● **WORK TASK**:
For the data below, report how many lines include the word "spire", and write nothing else.

Items from a dataset
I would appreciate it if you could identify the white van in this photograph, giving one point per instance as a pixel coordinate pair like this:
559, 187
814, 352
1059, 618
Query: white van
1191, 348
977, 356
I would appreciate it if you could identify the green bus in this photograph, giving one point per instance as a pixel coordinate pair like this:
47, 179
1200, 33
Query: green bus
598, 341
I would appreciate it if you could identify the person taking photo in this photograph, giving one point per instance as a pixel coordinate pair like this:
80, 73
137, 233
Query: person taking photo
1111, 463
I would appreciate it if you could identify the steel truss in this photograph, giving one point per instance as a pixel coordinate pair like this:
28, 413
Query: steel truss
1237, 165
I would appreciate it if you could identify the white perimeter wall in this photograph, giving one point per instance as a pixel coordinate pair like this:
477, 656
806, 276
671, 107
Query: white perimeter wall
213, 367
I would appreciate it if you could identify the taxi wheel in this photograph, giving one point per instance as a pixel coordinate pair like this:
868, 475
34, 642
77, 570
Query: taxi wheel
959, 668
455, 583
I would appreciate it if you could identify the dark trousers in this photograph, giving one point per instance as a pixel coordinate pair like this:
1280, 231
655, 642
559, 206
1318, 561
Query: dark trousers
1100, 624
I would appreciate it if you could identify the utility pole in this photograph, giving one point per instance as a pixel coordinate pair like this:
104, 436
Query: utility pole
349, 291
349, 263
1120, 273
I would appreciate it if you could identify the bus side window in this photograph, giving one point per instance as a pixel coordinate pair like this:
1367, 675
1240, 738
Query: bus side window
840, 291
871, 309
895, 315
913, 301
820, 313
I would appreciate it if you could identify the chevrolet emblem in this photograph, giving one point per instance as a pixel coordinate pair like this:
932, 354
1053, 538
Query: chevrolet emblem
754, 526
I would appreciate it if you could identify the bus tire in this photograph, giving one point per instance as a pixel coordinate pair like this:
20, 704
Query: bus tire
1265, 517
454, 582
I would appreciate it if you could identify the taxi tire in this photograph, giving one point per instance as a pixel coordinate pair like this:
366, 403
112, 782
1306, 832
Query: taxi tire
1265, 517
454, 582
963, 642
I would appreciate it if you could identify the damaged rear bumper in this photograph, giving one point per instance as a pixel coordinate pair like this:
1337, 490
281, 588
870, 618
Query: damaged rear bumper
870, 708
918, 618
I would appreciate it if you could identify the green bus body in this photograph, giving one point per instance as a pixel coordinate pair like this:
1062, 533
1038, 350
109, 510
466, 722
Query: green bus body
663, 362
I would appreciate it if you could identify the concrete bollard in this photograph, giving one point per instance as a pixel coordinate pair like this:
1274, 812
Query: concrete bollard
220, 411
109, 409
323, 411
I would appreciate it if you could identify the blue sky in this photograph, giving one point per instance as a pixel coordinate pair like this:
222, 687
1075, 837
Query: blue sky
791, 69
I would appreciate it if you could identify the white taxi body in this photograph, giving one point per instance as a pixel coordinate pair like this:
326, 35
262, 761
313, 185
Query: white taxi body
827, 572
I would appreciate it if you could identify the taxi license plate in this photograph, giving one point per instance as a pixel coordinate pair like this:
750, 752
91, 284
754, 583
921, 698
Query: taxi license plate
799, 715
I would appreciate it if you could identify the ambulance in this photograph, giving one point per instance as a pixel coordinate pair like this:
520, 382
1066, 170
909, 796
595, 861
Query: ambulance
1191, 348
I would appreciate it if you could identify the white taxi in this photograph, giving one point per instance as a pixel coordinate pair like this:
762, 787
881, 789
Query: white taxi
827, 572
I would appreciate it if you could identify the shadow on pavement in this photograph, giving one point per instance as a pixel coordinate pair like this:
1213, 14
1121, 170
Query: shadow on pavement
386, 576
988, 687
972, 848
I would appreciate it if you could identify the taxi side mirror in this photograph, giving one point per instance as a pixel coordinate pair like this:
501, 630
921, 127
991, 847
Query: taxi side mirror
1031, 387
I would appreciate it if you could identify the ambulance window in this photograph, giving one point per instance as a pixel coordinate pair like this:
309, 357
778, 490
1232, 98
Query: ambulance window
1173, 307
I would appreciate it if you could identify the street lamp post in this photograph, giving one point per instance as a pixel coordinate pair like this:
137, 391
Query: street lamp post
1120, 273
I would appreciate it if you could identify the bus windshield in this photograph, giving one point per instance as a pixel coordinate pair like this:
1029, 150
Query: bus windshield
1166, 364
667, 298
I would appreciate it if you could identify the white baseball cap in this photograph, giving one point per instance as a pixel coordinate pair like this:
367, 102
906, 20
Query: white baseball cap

...

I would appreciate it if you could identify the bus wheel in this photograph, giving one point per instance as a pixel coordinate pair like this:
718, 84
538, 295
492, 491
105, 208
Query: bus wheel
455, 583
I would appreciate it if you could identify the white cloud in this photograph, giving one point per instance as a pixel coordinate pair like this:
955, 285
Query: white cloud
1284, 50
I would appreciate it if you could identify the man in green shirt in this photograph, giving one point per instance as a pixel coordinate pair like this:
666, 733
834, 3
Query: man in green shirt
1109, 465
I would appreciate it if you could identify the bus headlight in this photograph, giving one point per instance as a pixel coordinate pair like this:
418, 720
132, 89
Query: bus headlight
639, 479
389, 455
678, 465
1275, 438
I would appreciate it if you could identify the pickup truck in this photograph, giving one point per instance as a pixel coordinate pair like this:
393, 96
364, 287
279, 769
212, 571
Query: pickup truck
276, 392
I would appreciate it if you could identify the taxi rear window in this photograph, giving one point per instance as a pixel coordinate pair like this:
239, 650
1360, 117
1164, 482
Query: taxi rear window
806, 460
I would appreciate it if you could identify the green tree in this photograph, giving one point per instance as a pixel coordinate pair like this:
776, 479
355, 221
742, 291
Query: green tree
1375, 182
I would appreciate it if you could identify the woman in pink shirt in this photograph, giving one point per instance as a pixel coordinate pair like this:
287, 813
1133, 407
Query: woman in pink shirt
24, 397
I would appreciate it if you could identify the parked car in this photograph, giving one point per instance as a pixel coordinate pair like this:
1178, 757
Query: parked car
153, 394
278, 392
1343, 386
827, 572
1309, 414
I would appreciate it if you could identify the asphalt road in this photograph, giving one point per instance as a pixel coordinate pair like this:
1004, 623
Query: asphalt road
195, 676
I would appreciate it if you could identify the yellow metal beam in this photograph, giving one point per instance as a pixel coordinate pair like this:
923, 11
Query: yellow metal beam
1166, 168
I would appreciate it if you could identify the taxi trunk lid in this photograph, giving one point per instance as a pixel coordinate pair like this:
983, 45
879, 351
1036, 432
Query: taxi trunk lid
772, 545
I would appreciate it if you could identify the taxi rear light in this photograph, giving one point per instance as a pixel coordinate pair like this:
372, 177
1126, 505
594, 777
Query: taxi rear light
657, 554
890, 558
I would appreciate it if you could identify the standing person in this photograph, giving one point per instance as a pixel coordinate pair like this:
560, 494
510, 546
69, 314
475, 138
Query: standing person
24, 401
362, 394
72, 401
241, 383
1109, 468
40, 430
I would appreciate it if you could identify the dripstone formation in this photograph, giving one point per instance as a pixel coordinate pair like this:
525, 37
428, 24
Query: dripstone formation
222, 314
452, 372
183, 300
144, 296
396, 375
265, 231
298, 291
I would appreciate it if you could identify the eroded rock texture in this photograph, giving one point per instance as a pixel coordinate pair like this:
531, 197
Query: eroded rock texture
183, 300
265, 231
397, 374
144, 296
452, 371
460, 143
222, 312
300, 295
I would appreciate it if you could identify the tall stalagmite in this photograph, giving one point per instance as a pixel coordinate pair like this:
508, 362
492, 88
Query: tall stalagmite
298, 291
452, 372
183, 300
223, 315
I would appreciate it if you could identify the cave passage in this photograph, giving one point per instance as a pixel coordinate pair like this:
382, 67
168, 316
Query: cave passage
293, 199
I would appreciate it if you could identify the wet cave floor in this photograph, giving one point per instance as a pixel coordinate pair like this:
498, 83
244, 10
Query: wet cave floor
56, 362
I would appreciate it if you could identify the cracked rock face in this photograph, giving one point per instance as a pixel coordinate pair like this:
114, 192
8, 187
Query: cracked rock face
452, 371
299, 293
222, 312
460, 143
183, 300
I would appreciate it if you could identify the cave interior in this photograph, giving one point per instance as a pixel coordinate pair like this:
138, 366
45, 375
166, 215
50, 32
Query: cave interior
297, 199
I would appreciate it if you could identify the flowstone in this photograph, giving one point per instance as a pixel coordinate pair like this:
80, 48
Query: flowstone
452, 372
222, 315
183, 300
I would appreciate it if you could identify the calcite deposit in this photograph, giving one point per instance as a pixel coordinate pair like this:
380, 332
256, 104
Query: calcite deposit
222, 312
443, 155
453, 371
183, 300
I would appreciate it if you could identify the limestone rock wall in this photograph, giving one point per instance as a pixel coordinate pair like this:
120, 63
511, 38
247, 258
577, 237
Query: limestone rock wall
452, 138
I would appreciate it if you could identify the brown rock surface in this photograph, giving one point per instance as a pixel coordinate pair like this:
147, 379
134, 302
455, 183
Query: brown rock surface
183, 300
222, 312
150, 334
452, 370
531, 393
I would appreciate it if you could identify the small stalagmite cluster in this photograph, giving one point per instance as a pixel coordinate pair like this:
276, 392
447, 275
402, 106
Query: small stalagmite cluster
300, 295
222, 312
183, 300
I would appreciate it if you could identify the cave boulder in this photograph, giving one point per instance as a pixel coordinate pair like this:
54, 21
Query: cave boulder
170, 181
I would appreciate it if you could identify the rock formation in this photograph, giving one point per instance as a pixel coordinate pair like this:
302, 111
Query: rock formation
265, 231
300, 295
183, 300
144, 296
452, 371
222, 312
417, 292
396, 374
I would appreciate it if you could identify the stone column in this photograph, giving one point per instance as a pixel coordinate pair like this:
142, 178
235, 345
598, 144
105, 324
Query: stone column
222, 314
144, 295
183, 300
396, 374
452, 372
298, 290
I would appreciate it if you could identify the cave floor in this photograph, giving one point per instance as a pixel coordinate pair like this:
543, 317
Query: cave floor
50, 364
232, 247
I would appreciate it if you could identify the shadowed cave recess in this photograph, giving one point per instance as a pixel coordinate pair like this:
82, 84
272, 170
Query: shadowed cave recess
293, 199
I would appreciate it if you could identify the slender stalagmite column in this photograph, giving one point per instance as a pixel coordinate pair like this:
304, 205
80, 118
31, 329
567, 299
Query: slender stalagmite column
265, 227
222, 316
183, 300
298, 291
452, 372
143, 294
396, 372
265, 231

---

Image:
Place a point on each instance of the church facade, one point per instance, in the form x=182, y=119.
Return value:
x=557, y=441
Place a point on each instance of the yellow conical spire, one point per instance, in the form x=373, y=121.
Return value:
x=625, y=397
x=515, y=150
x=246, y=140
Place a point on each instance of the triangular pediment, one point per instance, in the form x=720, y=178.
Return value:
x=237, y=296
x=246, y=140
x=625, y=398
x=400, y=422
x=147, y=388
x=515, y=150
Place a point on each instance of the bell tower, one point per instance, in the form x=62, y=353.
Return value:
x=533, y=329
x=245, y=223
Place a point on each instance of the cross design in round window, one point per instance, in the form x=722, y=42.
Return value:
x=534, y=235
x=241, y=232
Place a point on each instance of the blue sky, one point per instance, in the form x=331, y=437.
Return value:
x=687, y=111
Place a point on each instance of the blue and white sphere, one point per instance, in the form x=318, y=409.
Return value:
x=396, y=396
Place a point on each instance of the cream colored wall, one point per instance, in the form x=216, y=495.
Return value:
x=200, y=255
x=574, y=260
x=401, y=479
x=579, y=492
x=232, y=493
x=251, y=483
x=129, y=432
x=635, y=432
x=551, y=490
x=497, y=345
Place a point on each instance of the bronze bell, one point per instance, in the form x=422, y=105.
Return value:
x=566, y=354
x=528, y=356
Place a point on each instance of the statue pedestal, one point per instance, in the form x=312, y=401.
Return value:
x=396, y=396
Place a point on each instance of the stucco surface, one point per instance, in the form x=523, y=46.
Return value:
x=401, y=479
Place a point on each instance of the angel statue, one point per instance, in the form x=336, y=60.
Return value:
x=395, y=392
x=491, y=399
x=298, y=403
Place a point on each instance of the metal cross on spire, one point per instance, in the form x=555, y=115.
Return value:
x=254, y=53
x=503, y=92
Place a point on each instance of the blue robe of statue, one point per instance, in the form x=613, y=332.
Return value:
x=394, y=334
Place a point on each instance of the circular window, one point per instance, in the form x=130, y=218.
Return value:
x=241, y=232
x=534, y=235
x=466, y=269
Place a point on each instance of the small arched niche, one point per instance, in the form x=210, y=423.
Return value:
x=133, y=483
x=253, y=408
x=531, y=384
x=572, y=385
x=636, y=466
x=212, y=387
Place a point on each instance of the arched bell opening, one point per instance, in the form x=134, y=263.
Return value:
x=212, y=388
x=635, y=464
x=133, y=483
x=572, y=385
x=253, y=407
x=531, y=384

● **ANSWER**:
2